### Activity
In the political discussion below, which party did Sanders caucus with during his time as an independent in Congress?

### Source extract
----------------

It's the same reason Jesse Jackson didn't get to be the first black president. If there was any justice in the world, Obama would have been the second black president. But somebody earlier had to fight the hard battles and take the tarnished reputation for doing so. We'll get there, with hopefully way less lag time than between Jackson and Obama.

Also who can blame her for not being able to connect with the rural folks after all the shit she went through when Bill was governor?
 

dramatis

Member
He's an Independent how would he get access to DNC money?
During his time as an independent in Congress, Sanders caucused with the Democrats. That means for his elections in Vermont, they would be willing to give him some money to retain his seat (though how he got his Senate seat, he screwed with the Dems for sure).

----------------

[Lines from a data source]
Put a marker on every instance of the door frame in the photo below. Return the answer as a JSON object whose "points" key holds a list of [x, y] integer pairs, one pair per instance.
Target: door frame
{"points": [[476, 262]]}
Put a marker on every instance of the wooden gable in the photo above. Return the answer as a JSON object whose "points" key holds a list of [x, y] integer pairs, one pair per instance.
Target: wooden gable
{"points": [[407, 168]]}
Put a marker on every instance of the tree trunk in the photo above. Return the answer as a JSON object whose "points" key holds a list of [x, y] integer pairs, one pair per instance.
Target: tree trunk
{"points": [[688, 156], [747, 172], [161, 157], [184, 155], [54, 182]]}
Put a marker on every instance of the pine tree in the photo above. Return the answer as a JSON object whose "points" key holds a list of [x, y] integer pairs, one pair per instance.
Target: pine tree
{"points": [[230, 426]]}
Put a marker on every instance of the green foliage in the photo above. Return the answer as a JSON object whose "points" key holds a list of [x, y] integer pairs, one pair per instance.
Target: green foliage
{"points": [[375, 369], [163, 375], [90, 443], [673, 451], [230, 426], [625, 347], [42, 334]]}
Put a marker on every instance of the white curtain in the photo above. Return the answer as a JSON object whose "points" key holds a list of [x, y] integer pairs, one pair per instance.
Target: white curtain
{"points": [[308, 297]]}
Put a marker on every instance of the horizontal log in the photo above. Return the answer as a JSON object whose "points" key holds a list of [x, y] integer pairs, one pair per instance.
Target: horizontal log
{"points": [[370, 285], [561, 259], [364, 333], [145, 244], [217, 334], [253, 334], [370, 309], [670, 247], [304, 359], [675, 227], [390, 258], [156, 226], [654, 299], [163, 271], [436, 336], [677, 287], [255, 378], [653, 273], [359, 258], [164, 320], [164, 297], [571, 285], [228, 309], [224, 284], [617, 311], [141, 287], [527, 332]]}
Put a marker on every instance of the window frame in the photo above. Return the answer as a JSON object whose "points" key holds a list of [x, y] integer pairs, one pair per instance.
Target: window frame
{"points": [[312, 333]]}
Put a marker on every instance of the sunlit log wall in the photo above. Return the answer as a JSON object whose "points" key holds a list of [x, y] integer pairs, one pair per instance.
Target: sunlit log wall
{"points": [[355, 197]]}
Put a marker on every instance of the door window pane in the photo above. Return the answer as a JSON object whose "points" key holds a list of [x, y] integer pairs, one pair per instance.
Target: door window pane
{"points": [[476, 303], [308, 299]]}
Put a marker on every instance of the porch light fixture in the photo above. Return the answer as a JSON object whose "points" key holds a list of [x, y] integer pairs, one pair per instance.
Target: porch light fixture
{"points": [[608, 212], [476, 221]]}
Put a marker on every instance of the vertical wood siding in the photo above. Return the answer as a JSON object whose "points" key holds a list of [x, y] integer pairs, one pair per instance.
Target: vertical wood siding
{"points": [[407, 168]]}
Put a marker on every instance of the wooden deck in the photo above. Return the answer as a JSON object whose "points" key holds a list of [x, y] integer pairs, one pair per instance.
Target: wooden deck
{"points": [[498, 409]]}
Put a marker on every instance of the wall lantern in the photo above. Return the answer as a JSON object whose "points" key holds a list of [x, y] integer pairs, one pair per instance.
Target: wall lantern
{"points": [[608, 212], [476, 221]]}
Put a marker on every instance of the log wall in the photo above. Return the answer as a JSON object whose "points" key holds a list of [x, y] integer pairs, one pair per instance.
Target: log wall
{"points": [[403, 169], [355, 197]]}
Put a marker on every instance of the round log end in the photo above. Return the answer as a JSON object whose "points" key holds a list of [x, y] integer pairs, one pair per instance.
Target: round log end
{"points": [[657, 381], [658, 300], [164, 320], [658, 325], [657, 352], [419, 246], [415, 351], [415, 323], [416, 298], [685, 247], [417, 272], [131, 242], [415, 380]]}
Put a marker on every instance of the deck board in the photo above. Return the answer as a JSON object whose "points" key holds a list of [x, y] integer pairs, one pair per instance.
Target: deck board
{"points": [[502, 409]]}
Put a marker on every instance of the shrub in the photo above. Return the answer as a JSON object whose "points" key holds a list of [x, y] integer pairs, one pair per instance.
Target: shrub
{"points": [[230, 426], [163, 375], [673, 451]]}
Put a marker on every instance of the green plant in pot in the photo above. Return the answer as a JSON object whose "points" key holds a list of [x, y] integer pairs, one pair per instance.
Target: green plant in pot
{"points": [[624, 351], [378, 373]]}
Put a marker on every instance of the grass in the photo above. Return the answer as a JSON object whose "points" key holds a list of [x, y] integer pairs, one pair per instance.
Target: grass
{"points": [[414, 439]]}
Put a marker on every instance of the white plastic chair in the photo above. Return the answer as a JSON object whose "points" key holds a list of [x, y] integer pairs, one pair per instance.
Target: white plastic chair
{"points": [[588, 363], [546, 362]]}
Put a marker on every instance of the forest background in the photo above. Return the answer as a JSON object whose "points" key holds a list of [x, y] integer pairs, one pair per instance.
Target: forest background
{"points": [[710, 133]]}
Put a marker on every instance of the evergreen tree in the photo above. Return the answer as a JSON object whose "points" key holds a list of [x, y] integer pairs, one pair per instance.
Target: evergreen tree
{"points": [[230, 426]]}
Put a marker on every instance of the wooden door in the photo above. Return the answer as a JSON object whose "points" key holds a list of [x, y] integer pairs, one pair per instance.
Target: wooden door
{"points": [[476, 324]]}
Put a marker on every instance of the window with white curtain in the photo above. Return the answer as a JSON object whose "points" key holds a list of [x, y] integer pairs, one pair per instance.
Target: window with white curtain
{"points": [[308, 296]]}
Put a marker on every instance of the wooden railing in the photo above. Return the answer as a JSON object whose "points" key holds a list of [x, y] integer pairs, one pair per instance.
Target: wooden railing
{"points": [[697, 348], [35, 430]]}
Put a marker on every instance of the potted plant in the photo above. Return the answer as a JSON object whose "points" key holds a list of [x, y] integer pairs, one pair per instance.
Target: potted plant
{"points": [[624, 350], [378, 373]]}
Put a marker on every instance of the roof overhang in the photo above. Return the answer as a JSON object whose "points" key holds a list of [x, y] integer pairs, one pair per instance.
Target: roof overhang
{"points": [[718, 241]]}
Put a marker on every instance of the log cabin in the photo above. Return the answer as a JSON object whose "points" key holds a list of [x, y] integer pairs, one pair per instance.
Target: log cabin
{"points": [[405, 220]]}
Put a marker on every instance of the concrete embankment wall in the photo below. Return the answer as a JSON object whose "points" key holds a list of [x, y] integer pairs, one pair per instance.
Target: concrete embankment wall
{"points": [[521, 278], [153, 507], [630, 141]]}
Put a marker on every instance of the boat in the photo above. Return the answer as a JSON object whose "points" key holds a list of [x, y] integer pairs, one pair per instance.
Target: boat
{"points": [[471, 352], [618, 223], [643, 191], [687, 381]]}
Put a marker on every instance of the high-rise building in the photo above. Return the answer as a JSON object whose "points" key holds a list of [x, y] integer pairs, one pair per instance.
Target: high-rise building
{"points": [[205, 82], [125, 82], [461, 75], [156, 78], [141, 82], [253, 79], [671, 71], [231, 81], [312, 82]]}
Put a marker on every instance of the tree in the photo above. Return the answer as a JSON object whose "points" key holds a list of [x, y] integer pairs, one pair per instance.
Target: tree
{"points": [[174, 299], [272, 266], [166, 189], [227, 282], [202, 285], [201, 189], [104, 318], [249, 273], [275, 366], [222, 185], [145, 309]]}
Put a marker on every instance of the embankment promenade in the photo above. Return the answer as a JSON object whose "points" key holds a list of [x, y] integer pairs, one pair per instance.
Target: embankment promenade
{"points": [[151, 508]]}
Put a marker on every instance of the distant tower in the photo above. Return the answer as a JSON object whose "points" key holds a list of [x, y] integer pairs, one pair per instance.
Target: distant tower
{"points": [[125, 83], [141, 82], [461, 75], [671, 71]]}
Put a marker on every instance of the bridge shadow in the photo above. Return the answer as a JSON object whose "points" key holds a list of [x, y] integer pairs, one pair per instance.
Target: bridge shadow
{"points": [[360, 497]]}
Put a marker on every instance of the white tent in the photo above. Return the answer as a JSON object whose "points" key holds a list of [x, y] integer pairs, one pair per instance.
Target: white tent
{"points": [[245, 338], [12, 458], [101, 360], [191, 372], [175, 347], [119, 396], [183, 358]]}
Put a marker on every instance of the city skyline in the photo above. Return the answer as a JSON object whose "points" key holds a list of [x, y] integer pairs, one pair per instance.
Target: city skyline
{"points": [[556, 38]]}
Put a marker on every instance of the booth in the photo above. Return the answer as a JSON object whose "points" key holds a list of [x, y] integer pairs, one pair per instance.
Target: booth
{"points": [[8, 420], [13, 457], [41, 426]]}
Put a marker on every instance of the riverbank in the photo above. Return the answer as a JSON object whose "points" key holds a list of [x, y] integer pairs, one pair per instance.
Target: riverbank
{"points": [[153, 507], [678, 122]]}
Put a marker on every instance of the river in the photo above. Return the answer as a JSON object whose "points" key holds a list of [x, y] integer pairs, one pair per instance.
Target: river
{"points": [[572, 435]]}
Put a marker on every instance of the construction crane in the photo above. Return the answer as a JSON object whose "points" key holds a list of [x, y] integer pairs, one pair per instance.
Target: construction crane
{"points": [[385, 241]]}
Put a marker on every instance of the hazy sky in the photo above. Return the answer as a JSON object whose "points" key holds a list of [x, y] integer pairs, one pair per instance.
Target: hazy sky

----------------

### Written solution
The Democrats.